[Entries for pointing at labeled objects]
┌──

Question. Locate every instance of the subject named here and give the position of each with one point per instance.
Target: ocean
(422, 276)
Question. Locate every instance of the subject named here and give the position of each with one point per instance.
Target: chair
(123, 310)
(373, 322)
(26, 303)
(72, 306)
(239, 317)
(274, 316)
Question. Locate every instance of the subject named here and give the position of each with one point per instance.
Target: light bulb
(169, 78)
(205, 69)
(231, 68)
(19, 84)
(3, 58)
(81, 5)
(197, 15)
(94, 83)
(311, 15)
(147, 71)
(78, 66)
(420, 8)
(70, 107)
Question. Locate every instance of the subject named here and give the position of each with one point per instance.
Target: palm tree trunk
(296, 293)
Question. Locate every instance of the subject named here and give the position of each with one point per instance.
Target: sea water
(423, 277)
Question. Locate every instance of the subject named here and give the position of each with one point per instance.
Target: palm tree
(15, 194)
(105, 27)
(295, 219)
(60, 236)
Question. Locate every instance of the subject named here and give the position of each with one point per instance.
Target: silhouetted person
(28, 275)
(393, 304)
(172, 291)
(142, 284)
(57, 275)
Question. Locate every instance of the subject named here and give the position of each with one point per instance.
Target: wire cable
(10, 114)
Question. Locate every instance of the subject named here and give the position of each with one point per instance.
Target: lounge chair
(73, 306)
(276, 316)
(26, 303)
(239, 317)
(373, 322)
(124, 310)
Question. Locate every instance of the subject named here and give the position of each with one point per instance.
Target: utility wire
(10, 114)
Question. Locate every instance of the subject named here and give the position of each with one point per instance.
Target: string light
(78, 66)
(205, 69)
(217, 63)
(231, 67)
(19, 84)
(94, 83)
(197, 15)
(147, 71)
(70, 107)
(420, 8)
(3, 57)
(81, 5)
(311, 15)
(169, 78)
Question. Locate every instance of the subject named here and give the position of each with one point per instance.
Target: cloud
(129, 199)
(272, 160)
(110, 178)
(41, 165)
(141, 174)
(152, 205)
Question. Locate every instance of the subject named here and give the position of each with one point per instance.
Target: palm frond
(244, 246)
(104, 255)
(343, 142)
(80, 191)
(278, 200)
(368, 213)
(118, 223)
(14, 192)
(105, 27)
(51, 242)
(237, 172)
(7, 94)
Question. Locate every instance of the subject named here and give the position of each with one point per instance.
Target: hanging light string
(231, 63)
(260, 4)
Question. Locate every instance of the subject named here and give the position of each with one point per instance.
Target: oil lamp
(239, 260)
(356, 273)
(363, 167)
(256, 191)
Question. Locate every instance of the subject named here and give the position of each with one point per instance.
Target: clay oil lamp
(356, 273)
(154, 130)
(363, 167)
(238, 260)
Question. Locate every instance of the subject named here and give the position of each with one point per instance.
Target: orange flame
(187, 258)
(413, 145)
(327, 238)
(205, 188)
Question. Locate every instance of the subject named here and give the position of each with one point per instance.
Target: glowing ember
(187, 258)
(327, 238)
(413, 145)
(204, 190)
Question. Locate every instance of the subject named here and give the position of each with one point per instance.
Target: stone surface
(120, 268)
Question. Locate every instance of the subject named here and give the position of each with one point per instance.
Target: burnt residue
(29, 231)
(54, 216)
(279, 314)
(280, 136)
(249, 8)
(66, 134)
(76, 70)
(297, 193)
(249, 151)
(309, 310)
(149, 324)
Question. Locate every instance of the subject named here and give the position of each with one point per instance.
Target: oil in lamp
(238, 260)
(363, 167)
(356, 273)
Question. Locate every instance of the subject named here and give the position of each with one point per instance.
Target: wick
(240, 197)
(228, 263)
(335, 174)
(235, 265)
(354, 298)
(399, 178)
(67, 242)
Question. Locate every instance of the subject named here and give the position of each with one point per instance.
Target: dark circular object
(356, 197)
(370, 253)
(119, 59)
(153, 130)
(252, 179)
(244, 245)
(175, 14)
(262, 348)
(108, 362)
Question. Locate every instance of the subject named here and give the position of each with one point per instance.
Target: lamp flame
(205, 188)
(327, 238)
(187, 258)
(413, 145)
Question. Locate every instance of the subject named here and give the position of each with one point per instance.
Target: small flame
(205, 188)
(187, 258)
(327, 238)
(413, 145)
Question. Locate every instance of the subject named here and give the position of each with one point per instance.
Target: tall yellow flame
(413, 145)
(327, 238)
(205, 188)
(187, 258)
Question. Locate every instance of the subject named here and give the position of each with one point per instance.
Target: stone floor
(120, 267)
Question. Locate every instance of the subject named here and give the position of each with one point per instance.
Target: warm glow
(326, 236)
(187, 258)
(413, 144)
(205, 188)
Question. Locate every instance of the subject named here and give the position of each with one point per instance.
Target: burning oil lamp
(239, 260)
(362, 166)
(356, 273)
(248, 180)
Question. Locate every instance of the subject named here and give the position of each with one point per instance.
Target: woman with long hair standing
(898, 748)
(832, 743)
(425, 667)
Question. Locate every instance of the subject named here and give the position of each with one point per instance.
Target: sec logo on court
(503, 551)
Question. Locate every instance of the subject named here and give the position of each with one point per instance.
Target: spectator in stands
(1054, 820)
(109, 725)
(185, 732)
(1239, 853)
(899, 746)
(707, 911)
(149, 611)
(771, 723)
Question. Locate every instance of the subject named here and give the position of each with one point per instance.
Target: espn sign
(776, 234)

└──

From the entries above, pull out every line containing the word "stone" and copy each one unchanged.

FULL ANSWER:
Target: stone surface
Target: stone floor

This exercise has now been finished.